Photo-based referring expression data
......
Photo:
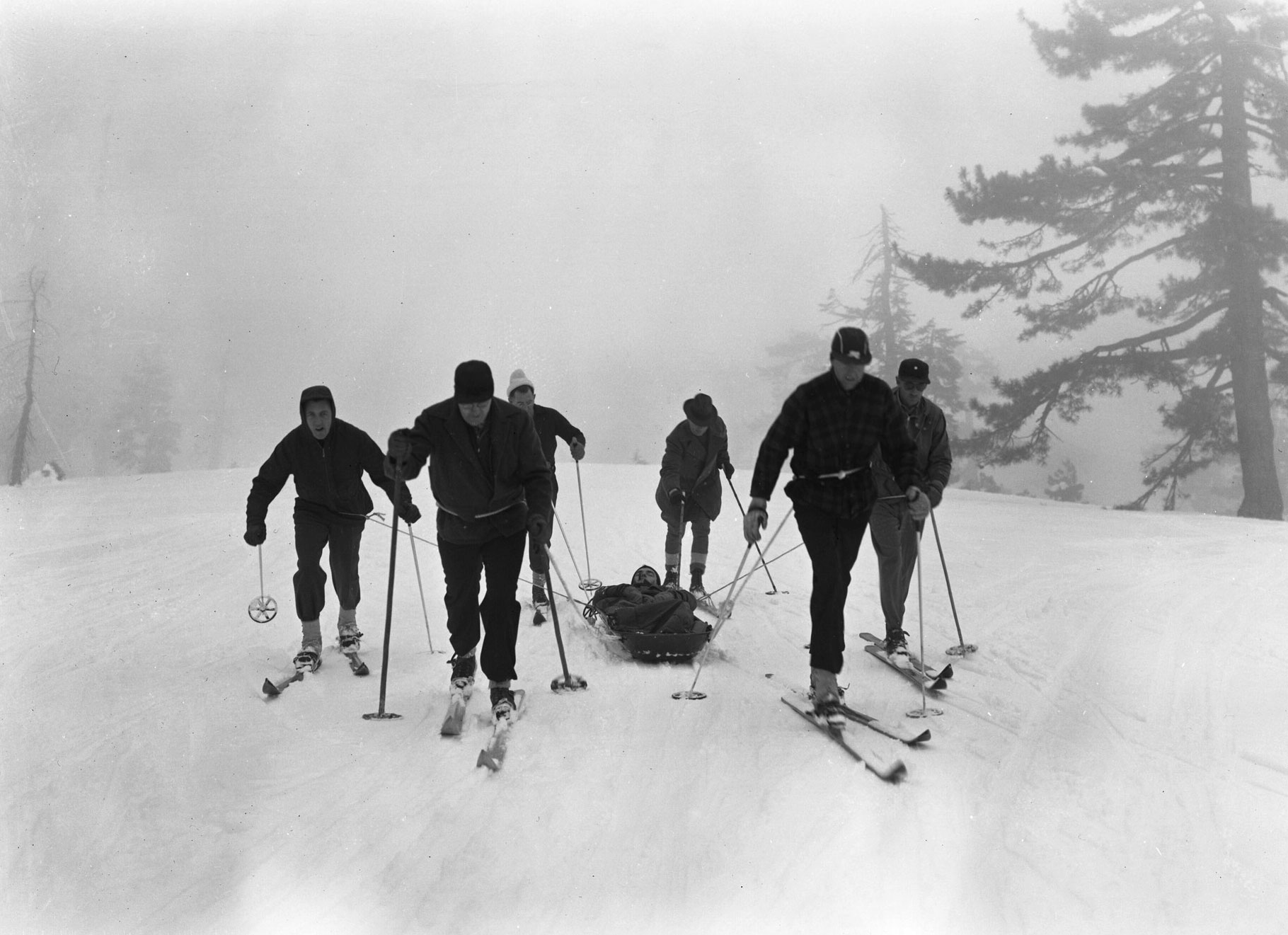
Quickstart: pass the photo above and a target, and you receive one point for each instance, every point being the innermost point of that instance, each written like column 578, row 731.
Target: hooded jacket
column 328, row 473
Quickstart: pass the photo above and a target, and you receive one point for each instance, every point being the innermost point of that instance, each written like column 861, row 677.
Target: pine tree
column 1166, row 178
column 146, row 435
column 1063, row 485
column 893, row 331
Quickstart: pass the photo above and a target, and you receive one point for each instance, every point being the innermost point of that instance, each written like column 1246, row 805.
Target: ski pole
column 725, row 611
column 420, row 587
column 921, row 628
column 589, row 584
column 567, row 545
column 763, row 564
column 962, row 648
column 725, row 614
column 263, row 608
column 381, row 715
column 565, row 683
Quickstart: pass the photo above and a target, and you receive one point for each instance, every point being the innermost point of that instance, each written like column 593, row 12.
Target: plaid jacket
column 829, row 432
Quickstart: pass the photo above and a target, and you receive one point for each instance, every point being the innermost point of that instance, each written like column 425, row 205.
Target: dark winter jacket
column 551, row 427
column 481, row 496
column 831, row 432
column 929, row 429
column 328, row 473
column 692, row 464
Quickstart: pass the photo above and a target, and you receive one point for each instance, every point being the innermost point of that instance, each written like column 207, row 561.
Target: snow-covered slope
column 1112, row 759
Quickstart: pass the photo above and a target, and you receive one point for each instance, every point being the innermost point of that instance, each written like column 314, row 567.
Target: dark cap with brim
column 473, row 383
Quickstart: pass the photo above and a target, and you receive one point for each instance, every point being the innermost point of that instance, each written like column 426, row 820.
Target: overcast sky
column 615, row 196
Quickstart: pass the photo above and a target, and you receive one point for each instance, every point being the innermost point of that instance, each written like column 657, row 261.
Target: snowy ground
column 1098, row 768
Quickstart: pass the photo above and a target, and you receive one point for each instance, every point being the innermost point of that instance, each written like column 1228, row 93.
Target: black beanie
column 473, row 383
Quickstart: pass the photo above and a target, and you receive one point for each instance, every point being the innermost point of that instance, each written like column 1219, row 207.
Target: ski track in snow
column 1112, row 759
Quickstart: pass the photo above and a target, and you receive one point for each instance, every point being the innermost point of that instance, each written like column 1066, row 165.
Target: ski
column 275, row 688
column 493, row 754
column 887, row 771
column 455, row 719
column 931, row 683
column 868, row 721
column 945, row 672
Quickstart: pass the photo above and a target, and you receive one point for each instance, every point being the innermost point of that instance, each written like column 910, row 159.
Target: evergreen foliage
column 146, row 435
column 1166, row 178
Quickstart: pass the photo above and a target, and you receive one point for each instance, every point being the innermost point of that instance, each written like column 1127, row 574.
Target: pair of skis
column 907, row 666
column 272, row 689
column 887, row 769
column 493, row 754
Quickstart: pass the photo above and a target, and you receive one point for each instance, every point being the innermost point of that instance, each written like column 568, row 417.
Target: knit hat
column 915, row 371
column 473, row 383
column 851, row 345
column 700, row 410
column 518, row 379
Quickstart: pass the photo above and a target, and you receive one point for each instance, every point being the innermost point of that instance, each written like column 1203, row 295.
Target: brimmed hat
column 700, row 410
column 915, row 371
column 473, row 383
column 518, row 380
column 851, row 345
column 645, row 575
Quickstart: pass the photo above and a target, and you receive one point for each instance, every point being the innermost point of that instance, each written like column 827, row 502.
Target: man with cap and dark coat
column 328, row 457
column 697, row 449
column 894, row 529
column 551, row 427
column 493, row 487
column 832, row 425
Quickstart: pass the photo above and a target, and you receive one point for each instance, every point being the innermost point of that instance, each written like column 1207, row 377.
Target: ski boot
column 309, row 658
column 696, row 587
column 502, row 702
column 827, row 699
column 897, row 646
column 463, row 672
column 350, row 641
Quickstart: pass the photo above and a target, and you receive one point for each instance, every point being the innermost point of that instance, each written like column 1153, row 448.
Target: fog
column 629, row 201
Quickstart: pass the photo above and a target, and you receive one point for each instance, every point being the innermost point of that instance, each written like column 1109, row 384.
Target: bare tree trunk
column 1261, row 495
column 18, row 468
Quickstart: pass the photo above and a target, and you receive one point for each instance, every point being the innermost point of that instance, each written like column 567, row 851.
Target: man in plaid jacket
column 832, row 425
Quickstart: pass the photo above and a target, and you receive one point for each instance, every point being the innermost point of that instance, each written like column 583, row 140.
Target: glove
column 754, row 522
column 919, row 503
column 400, row 444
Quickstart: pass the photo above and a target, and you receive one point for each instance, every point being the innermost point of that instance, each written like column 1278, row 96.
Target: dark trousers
column 537, row 559
column 894, row 539
column 499, row 561
column 832, row 545
column 312, row 535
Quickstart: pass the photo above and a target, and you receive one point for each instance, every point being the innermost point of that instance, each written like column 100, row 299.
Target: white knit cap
column 517, row 380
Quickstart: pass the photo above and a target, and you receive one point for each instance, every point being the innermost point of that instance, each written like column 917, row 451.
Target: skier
column 894, row 529
column 328, row 457
column 688, row 491
column 551, row 427
column 832, row 424
column 493, row 486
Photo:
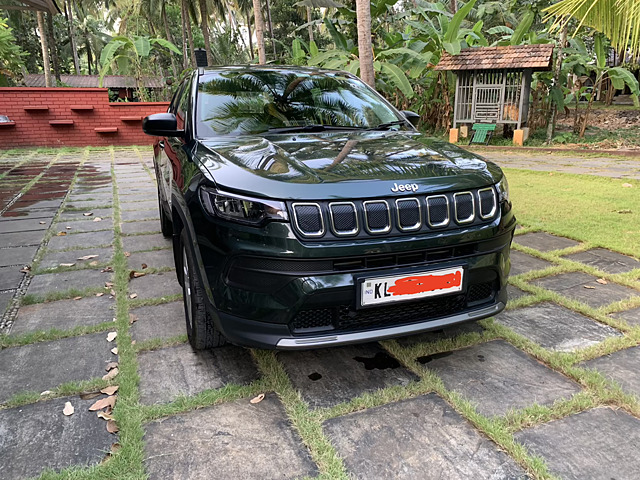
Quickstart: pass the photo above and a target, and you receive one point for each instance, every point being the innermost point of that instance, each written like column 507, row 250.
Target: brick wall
column 50, row 117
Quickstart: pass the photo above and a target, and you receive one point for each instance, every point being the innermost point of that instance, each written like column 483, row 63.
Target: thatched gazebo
column 493, row 83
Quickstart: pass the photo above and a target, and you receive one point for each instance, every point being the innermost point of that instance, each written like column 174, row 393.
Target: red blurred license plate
column 397, row 288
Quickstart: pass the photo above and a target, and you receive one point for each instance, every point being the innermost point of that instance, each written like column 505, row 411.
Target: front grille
column 344, row 218
column 309, row 219
column 438, row 211
column 488, row 204
column 377, row 218
column 326, row 220
column 464, row 208
column 409, row 214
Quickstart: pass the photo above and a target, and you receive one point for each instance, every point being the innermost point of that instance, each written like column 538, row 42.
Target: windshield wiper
column 386, row 126
column 310, row 128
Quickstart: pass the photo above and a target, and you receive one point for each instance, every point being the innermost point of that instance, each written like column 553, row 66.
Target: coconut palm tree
column 618, row 20
column 365, row 47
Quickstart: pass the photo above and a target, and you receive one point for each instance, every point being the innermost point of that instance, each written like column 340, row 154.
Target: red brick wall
column 79, row 112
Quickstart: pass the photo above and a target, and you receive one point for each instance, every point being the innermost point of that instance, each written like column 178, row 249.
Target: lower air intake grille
column 308, row 218
column 377, row 216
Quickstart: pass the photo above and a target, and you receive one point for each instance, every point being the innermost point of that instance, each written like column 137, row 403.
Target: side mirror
column 412, row 117
column 162, row 125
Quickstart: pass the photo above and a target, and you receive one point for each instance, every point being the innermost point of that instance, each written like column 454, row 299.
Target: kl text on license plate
column 410, row 287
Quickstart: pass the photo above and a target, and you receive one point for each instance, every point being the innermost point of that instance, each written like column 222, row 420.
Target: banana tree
column 126, row 55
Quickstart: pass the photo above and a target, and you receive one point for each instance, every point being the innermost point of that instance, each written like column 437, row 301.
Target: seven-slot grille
column 396, row 216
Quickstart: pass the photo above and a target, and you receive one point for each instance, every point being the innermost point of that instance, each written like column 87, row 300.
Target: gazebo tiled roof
column 535, row 57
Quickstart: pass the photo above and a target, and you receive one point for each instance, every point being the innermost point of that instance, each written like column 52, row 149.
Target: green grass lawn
column 591, row 209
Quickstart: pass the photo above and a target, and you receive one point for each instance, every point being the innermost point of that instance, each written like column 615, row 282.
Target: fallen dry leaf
column 89, row 395
column 104, row 416
column 111, row 374
column 110, row 390
column 112, row 427
column 68, row 409
column 257, row 399
column 111, row 366
column 105, row 402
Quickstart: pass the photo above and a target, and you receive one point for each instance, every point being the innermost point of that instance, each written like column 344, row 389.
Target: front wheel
column 166, row 226
column 200, row 329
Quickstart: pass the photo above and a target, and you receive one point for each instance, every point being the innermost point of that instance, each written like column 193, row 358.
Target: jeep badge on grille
column 407, row 187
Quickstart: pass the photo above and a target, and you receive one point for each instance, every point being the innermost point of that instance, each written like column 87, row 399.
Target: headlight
column 503, row 190
column 250, row 211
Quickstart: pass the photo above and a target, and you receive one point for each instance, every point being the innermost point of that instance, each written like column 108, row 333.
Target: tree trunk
column 45, row 50
column 250, row 36
column 257, row 15
column 53, row 48
column 87, row 45
column 273, row 41
column 551, row 123
column 167, row 32
column 204, row 26
column 72, row 38
column 365, row 49
column 310, row 27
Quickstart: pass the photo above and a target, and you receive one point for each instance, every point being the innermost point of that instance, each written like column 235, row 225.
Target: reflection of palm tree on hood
column 255, row 101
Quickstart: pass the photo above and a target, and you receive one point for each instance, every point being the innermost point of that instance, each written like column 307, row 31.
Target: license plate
column 398, row 288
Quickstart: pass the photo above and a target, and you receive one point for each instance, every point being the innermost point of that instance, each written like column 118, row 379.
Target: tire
column 166, row 226
column 200, row 329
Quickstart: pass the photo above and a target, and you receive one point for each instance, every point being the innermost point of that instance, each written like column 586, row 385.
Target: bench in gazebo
column 493, row 85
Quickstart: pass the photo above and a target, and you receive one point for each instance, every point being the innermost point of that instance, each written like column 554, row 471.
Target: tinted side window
column 183, row 105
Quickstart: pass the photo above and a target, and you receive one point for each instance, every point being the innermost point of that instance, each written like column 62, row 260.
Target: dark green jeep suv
column 306, row 211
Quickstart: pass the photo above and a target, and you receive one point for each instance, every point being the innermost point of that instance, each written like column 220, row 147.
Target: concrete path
column 588, row 163
column 548, row 388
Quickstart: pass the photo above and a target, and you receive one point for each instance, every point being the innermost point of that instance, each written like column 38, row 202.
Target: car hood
column 342, row 164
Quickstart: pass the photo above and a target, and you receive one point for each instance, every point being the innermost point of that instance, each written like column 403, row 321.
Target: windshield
column 253, row 102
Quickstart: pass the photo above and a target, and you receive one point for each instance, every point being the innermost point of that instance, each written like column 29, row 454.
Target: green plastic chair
column 482, row 133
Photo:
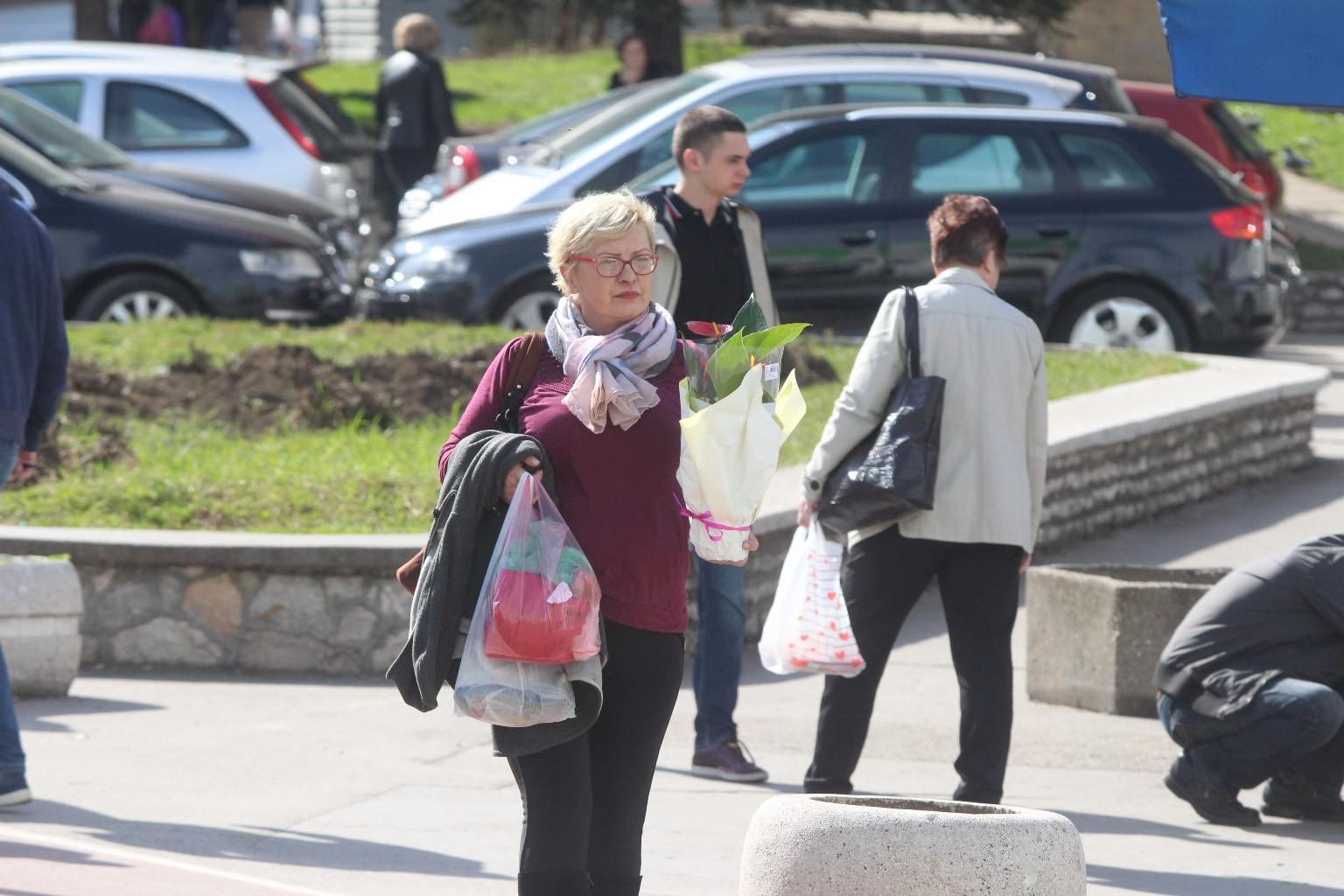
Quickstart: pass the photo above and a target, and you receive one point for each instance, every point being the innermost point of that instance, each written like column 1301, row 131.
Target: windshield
column 55, row 137
column 18, row 158
column 308, row 116
column 616, row 117
column 553, row 122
......
_What to do:_
Look above for the line holding "Target: fog" and the line holding "1278, row 96.". Retype both, and every line between them, word for word and nothing else.

_Answer section:_
Target: fog
column 629, row 201
Quickstart: pass the photo above and a target, and you receive one point for each instance, every point being the innermost point of that instance, each written like column 1109, row 384.
Target: bare tree trunk
column 1261, row 495
column 18, row 468
Quickstart: pass the photo above and a target, and you receive one point for each instance, every point being the innermost point of that instance, each written like column 567, row 851.
Target: man in plaid jacket
column 832, row 425
Quickstart: pass the photo above and a target, and you receive one point for each instance, every point being the innermost point of that instance, each written like column 583, row 140.
Target: glove
column 754, row 522
column 919, row 503
column 400, row 444
Quickstart: pass the photo above and a target, and you receive one point for each instance, every point being the innermost point of that instance, each written like column 1278, row 96.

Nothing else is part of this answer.